Work required —
Using the records below, copy every line that holds the string "Would".

Input data —

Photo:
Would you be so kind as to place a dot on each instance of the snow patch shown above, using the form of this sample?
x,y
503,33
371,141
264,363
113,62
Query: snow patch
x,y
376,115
* * *
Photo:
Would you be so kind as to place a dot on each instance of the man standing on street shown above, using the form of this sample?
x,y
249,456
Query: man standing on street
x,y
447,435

Task result —
Would you be so kind as to place a dot on each instance of the snow patch shown above, using the form of this sample?
Would you be so kind as to place a dot on each instance of the man standing on street shown above, using the form of this sample?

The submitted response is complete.